**TASK INPUTS**
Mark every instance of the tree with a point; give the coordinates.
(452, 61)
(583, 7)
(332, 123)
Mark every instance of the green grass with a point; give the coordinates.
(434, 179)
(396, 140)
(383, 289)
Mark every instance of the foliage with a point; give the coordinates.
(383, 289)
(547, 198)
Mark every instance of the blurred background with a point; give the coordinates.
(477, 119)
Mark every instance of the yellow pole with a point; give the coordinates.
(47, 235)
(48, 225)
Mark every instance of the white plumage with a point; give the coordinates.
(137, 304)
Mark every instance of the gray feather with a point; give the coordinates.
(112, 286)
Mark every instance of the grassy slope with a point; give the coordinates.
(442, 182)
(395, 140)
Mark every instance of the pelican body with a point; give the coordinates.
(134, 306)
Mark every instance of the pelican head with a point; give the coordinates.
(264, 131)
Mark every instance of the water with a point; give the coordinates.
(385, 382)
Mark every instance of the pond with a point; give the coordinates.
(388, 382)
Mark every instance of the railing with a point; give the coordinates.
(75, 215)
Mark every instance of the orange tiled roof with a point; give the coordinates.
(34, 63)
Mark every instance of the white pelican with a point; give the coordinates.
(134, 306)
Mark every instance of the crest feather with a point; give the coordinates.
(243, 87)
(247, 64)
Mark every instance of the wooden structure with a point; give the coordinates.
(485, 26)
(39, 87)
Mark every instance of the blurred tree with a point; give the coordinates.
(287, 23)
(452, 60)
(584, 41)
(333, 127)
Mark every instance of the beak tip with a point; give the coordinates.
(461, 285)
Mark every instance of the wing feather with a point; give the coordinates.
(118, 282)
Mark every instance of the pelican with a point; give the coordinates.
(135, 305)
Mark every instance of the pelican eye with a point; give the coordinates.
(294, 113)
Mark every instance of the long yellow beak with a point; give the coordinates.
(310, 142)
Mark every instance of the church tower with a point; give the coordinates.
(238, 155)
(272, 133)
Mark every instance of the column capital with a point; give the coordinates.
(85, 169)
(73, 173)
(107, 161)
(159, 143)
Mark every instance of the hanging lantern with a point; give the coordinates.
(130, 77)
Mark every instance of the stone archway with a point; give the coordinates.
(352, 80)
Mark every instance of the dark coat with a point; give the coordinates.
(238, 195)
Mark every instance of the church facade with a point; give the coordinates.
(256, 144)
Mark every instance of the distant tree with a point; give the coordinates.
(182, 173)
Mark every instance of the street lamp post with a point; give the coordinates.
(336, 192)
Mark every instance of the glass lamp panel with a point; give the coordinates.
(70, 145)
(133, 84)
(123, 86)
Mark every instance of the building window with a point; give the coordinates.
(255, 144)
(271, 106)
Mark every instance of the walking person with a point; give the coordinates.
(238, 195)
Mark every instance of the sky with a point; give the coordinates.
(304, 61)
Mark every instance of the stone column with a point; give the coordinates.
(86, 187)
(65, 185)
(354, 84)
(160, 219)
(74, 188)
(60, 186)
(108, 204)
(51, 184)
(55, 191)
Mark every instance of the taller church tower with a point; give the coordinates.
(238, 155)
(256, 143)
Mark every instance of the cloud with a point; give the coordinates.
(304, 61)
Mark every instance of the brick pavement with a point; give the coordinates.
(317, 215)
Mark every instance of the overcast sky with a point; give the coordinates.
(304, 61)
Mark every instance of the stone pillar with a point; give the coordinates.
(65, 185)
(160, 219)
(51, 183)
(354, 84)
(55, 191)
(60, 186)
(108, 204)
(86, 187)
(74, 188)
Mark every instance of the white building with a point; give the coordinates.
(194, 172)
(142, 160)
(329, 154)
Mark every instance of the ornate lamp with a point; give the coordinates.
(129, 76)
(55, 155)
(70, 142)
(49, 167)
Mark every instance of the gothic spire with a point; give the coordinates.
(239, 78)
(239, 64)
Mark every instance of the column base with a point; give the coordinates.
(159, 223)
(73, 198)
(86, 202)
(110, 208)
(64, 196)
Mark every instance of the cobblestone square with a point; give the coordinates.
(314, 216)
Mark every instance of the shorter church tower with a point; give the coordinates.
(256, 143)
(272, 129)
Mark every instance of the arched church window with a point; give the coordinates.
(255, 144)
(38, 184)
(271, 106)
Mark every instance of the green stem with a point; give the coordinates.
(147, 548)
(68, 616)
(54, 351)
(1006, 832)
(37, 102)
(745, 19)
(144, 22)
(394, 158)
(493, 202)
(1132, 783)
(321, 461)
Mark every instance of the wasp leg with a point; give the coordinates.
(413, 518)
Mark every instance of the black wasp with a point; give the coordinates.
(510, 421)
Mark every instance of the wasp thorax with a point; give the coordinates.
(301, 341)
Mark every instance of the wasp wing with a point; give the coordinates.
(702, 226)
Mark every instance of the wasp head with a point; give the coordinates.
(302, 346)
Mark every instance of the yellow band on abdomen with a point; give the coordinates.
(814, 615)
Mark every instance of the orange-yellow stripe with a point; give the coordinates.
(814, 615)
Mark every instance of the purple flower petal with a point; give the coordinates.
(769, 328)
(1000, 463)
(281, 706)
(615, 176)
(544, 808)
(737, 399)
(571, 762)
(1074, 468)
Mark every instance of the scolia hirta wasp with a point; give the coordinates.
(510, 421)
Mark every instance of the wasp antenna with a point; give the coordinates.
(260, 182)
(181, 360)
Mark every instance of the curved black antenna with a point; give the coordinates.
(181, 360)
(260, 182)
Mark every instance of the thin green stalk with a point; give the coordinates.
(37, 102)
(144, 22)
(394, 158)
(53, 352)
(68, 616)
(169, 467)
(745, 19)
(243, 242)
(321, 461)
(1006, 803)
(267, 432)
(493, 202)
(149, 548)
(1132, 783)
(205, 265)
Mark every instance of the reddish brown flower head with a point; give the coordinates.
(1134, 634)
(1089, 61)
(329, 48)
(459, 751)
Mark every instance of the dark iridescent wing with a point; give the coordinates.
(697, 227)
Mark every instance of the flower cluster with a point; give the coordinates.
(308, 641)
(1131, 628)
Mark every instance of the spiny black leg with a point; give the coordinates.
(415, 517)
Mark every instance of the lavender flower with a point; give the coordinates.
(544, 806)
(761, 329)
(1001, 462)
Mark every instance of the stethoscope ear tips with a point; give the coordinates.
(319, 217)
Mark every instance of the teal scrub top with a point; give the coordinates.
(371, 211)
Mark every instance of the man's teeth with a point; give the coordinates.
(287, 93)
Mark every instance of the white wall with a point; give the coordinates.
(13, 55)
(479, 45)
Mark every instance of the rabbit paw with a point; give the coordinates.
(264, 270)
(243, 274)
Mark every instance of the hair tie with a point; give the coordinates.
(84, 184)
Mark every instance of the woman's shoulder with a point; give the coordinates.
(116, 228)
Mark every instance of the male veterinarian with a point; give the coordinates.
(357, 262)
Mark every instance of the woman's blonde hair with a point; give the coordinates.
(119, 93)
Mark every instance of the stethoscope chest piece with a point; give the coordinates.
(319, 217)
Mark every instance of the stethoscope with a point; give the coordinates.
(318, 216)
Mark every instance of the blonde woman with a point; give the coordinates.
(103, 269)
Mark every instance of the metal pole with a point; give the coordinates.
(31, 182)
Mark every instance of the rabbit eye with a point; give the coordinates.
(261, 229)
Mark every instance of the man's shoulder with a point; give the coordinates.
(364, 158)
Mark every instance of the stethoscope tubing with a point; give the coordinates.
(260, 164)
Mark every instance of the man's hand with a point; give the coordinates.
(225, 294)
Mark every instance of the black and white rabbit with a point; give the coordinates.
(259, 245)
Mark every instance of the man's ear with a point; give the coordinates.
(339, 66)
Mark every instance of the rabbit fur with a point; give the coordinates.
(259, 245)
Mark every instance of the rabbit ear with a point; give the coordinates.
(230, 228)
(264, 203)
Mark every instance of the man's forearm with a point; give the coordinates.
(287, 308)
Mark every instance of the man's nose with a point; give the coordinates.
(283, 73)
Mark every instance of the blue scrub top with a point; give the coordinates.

**REQUIREMENT**
Word for word, quote the lines from the line containing "Mark every instance of the woman's blonde" through the end of the material, both included, and nothing else.

**CORRECT OUTPUT**
Mark every instance of the woman's blonde hair with a point; give the coordinates.
(119, 93)
Mark every instance of the stethoscope chest piece with a point; give the coordinates.
(319, 217)
Mark every instance of the stethoscope with a point; give the coordinates.
(318, 216)
Mark every instance of the blonde woman with a point; give the coordinates.
(103, 269)
Mark every instance of the metal pole with a point; give the coordinates.
(31, 182)
Mark every instance of the rabbit eye with a point; give the coordinates.
(261, 229)
Mark every instance of the man's shoulder with a point; give the coordinates.
(364, 158)
Mark every instance of the stethoscope tubing with a point; give the coordinates.
(260, 164)
Mark every instance of the man's hand with a point; give the coordinates.
(225, 294)
Mark every instance of the black and white rabbit with a point; give the coordinates.
(259, 245)
Mark every instance of the man's ear with a point; give the coordinates.
(339, 66)
Mark every instance of the rabbit fur with a point; give the coordinates.
(259, 245)
Mark every instance of the rabbit ear with a point; give the coordinates.
(230, 228)
(264, 203)
Mark every instance of the man's forearm with a point; give the coordinates.
(287, 308)
Mark every instance of the man's nose with a point; give the coordinates.
(283, 73)
Mark every instance of the blue scrub top with a point; give the coordinates.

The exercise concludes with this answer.